[Okuma metni]
------

Etiket arşivi: araçlarının

basınyayın araçlarının sağladığı kolaylıktan yararlanmak suretiyle dolandırıcılık

 

Yargıtay 15. Ceza Dairesi,  2012/1752 esas sayılı ve 2013/20985 karar sayılı
Tebliğname No : 11 – 2009/269288

İNCELENEN KARARIN;
MAHKEMESİ : SUÇ : Nitelikli dolandırıcılık
HÜKÜM : Mahkumiyet
TEMYİZ EDEN : Sanık
TEBLİĞNAMEDEKİ DÜŞÜNCE : Bozma

Dosya incelenerek gereği düşünüldü;
Dolandırıcılık suçunun oluşabilmesi için; failin bir kimseyi, kandırabilecek nitelikte hileli davranışlarla hataya düşürüp, onun veya başkasının zararına, kendisine veya başkasına yarar sağlaması gerekmektedir. Hile nitelikli bir yalandır. Fail tarafından yapılan hileli davranış belli oranda ağır, yoğun ve ustaca olmalı, sergileniş açısından mağdurun inceleme olanağını ortadan kaldıracak nitelikte bir takım hareketler olmalıdır. Kullanılan hileli davranışlarla mağdur yanılgıya düşürülmeli ve bu yanıltma sonucu yalanlara inanan mağdur tarafından sanık veya bir başkasına haksız çıkar sağlanmalıdır. Hilenin kandırıcı nitelikte olup olmadığı olaysal olarak değerlendirilmeli, olayın özelliği, fiille olan ilişkisi, mağdurun durumu, kullanılmışsa gizlenen veya değiştirilen belgenin nitelikleri ayrı ayrı nazara alınmalıdır.

------

[Nokta işaretleme verilerinden alıntılar]
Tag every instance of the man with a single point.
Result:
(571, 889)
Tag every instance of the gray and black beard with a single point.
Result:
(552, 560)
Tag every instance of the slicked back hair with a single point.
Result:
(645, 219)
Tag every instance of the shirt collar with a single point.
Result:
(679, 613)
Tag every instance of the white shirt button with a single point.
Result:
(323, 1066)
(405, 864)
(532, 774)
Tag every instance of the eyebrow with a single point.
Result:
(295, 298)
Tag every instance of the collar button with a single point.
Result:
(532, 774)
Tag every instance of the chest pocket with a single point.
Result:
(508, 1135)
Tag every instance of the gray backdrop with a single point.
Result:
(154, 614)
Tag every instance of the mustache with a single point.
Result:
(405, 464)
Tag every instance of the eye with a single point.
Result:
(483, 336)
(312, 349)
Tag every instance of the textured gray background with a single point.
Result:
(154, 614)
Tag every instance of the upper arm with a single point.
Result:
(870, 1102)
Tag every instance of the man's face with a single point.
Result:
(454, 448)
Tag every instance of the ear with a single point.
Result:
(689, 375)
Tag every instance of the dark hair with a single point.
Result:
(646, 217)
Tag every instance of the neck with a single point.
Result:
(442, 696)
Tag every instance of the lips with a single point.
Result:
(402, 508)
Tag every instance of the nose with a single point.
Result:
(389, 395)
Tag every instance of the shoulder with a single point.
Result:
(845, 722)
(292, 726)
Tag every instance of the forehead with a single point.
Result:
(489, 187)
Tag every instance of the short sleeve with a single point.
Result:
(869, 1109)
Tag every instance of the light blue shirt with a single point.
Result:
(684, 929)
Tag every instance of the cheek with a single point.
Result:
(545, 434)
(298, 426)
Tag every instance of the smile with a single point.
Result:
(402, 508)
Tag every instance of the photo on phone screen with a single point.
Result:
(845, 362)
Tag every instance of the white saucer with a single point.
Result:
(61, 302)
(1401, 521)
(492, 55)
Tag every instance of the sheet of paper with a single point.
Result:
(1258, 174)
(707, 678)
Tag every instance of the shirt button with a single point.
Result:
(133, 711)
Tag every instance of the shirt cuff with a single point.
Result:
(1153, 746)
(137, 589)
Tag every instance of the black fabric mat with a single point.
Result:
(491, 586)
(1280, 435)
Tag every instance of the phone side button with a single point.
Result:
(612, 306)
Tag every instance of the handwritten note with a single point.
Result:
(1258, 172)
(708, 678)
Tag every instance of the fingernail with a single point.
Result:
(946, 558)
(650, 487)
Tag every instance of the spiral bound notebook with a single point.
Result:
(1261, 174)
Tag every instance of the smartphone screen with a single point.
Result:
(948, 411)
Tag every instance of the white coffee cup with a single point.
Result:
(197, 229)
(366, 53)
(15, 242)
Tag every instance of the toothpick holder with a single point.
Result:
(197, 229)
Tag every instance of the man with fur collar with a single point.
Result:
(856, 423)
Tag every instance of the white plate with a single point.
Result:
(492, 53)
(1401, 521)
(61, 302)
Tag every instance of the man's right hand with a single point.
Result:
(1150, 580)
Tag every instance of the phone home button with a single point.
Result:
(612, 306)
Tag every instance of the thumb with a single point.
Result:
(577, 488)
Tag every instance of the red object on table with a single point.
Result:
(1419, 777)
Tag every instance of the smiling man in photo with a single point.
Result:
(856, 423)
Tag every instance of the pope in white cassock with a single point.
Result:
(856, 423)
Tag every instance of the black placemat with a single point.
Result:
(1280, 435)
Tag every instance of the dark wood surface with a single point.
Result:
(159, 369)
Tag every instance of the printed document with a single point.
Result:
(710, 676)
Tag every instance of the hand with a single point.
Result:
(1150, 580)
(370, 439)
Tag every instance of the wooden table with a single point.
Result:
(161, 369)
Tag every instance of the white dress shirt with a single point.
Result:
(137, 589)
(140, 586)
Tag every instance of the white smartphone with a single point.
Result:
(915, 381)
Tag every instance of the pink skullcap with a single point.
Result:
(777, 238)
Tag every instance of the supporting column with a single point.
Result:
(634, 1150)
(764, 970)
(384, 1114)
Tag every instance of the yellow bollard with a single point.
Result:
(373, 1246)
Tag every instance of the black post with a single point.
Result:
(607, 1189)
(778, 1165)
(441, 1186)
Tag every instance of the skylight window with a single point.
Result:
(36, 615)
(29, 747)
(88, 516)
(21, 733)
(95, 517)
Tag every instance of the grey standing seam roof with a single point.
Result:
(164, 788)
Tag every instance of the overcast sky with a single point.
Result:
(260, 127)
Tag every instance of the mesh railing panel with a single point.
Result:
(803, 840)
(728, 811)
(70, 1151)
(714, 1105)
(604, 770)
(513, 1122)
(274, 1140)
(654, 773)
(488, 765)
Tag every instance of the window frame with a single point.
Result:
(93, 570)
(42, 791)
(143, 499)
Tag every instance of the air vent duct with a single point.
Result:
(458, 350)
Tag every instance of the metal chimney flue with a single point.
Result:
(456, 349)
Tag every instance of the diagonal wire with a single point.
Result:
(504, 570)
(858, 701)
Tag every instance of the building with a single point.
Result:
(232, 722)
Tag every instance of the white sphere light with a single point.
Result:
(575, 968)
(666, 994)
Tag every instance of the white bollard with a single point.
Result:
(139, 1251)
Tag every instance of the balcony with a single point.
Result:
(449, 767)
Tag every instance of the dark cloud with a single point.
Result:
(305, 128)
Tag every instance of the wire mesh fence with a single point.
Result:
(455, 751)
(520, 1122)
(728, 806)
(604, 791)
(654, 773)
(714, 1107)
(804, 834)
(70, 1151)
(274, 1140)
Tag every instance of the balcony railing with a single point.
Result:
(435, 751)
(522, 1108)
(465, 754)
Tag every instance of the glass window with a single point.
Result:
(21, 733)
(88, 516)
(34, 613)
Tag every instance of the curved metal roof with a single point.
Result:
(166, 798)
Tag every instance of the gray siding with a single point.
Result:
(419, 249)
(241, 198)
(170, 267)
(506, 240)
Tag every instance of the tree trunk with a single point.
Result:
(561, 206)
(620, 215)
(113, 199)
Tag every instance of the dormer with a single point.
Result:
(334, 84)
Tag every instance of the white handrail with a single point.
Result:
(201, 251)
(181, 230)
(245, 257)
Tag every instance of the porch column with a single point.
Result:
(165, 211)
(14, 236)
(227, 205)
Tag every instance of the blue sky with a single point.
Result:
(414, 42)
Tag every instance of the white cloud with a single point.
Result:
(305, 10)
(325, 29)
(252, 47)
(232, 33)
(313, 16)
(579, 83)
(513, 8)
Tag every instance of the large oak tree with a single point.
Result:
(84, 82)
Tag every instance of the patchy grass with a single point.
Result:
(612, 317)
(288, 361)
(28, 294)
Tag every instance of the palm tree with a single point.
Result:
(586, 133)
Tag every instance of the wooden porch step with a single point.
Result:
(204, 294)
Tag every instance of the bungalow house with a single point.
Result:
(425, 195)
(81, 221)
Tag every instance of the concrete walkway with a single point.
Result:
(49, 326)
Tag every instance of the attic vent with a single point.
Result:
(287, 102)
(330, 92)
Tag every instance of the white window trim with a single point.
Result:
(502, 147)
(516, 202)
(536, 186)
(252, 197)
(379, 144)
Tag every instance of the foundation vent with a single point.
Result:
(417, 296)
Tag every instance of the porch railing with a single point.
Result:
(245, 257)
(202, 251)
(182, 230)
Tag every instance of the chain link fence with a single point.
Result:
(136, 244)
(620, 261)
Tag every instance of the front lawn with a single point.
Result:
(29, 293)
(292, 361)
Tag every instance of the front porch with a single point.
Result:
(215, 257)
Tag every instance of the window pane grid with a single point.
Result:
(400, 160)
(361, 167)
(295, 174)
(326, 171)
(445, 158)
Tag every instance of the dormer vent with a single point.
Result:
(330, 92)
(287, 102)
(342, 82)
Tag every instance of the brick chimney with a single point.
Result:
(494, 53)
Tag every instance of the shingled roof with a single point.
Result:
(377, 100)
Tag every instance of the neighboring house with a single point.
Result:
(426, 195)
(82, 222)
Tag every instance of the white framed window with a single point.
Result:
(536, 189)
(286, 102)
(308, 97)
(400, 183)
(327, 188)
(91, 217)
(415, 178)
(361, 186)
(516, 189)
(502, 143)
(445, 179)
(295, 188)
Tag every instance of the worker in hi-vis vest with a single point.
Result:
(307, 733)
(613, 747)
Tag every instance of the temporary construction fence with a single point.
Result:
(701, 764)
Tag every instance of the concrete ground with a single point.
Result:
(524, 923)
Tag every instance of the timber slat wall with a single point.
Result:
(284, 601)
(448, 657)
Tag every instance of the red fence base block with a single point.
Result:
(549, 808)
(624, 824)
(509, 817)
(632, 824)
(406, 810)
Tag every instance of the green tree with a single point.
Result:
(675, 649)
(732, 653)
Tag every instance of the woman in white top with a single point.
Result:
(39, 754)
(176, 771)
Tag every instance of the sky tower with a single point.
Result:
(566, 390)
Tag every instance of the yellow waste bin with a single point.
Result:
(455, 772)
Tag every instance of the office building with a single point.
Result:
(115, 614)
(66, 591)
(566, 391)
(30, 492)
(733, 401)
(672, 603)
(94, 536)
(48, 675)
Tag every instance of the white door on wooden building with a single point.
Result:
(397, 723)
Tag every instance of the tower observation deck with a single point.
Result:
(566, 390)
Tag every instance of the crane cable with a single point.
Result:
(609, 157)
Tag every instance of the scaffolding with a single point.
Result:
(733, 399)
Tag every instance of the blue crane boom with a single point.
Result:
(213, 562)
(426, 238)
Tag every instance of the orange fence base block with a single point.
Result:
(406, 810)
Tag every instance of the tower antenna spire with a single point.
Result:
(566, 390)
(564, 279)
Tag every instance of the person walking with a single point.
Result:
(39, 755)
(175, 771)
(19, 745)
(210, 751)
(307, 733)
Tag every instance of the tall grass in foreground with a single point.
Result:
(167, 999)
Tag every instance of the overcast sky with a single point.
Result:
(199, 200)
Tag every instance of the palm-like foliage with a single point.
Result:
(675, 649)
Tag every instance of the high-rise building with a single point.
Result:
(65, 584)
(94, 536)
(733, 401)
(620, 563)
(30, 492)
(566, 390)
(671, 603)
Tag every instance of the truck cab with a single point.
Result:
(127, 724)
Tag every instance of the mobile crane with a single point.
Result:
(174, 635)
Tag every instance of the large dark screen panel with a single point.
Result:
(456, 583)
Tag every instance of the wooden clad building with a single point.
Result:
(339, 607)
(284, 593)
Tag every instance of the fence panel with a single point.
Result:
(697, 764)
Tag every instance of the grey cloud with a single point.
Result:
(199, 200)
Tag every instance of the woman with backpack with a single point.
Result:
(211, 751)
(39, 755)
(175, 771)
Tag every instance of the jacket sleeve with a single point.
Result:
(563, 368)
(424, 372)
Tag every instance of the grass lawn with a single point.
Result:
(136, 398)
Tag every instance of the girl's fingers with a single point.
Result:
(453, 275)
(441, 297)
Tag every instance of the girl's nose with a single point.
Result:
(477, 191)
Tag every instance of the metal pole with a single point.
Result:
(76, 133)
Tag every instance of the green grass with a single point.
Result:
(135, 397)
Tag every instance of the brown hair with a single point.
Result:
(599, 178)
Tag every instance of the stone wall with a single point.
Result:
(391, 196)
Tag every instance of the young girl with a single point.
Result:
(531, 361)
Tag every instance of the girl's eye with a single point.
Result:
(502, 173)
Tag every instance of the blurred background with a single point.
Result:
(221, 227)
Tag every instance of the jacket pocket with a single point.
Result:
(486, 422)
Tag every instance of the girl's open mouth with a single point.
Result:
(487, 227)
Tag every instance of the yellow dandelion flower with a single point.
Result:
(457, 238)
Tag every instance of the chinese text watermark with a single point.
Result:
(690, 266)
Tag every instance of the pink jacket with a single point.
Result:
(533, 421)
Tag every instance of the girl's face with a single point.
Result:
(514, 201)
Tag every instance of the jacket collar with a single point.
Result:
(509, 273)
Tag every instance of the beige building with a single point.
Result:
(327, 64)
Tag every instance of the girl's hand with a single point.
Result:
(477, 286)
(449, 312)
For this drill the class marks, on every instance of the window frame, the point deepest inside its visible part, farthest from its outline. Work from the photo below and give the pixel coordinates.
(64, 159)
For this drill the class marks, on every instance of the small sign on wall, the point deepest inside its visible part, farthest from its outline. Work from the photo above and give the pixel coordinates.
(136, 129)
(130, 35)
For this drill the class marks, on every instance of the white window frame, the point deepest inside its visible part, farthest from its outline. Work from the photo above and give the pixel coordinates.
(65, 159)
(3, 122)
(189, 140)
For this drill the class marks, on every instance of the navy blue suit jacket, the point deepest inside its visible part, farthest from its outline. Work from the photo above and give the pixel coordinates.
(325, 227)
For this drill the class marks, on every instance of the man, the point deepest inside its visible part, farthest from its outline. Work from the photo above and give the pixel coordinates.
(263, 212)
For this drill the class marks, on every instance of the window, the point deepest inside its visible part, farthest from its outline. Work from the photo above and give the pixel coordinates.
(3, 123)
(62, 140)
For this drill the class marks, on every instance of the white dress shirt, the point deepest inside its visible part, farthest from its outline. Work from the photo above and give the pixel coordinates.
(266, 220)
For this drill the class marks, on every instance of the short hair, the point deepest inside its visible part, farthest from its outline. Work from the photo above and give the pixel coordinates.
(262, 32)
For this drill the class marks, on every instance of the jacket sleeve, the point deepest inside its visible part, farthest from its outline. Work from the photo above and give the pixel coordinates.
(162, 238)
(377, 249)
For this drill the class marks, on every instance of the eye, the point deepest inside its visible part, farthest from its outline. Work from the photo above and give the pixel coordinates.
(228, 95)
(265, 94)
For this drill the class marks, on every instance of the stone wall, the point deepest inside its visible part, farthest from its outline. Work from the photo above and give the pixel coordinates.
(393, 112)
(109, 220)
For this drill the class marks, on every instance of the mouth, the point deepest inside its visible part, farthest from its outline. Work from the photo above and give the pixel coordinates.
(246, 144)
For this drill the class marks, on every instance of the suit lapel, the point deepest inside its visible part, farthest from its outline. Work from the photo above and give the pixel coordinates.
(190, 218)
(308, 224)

------

[Yapılacak işler]
1. Dolandırıcılıkla ilgili Yargıtay kararında "Dosya incelenerek gereği" sözleriyle başlayıp "ayrı nazara alınmalıdır." sözleriyle biten kısmı hiç değiştirmeden döndür.
2. Dolandırıcılıkla ilgili Yargıtay kararını, son cümlesinin ardından başlayarak ilerlet.
Yukarıdaki listenin burada hiçbir işlevi yoktur.

[Cevaplar]
1.
Dosya incelenerek gereği düşünüldü;
Dolandırıcılık suçunun oluşabilmesi için; failin bir kimseyi, kandırabilecek nitelikte hileli davranışlarla hataya düşürüp, onun veya başkasının zararına, kendisine veya başkasına yarar sağlaması gerekmektedir. Hile nitelikli bir yalandır. Fail tarafından yapılan hileli davranış belli oranda ağır, yoğun ve ustaca olmalı, sergileniş açısından mağdurun inceleme olanağını ortadan kaldıracak nitelikte bir takım hareketler olmalıdır. Kullanılan hileli davranışlarla mağdur yanılgıya düşürülmeli ve bu yanıltma sonucu yalanlara inanan mağdur tarafından sanık veya bir başkasına haksız çıkar sağlanmalıdır. Hilenin kandırıcı nitelikte olup olmadığı olaysal olarak değerlendirilmeli, olayın özelliği, fiille olan ilişkisi, mağdurun durumu, kullanılmışsa gizlenen veya değiştirilen belgenin nitelikleri ayrı ayrı nazara alınmalıdır.

2.
TCK’nın 158/1-g maddesinde suçun; “Basın ve yayın araçlarının sağladığı kolaylıktan yararlanmak suretiyle” işlenmesi nitelikli bir hâl olarak düzenlenmiştir. Bu nitelikli halin uygulanması için, basın ve yayın araçlarının dolandırıcılık suçunun işlenmesinde özel bir kolaylık sağlamış olması gerekir. Failin, yarar sağlamak için gerçek olmayan bir durumu basın organında haber ya da reklam olarak yayınlatması ve bunu mağduru aldatmada kullanması halinde basın ve yayın araçlarının sağladığı kolaylıktan yararlanmak suretiyle dolandırıcılık suçu işlenmiş olacaktır. Bu manada gazeteler ve televizyonlar gibi görsel ve yazılı basın ve yayın araçlarının sağladığı ilân, program, haber içerikleri vb. suça konu edilebilmekte, kişiler kolaylıkla aldatabilmektedirler.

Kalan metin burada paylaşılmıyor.